Rewrite the records starting at the line that contains "Please mark the fence" and ending at the end of the records, swapping "support pole" for "brace" and leaving everything else the same.
********
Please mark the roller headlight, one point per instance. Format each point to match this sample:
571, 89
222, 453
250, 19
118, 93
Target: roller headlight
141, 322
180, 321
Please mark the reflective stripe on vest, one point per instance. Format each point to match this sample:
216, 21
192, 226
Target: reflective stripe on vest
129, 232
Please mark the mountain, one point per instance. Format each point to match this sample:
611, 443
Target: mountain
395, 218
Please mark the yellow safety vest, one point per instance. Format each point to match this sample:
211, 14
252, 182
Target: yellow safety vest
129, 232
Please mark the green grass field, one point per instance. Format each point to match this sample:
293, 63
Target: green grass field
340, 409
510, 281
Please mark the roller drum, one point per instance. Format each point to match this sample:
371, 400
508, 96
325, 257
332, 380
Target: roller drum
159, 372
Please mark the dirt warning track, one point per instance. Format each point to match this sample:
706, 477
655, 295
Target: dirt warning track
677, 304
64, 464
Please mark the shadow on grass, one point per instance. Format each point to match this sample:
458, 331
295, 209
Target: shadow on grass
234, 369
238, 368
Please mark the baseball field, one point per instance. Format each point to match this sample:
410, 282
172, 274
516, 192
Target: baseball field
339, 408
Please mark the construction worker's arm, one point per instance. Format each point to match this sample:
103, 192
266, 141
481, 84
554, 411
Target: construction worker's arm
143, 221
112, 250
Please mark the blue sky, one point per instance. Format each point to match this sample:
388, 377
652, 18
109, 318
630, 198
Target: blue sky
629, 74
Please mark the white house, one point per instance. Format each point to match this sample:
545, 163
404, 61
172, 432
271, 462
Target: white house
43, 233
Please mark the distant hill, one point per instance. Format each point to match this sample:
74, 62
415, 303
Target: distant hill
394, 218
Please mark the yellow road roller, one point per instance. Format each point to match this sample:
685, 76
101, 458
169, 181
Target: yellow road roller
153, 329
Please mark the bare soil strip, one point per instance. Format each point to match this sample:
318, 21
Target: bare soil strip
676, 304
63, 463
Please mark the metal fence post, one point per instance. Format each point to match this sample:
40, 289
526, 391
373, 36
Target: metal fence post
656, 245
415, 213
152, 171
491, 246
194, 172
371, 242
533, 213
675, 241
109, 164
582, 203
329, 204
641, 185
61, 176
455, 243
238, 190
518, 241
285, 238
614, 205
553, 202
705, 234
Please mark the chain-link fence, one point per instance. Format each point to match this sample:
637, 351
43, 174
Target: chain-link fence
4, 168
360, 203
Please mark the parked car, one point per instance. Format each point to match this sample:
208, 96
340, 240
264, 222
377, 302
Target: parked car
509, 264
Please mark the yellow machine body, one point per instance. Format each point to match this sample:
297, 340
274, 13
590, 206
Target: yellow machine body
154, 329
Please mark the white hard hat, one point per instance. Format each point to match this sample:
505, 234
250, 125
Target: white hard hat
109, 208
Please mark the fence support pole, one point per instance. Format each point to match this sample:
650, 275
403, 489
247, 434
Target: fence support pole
********
Worked answer:
Please mark the fence brace, one point per instance. Format each point to match this sample:
650, 275
403, 489
247, 434
Target: fence brace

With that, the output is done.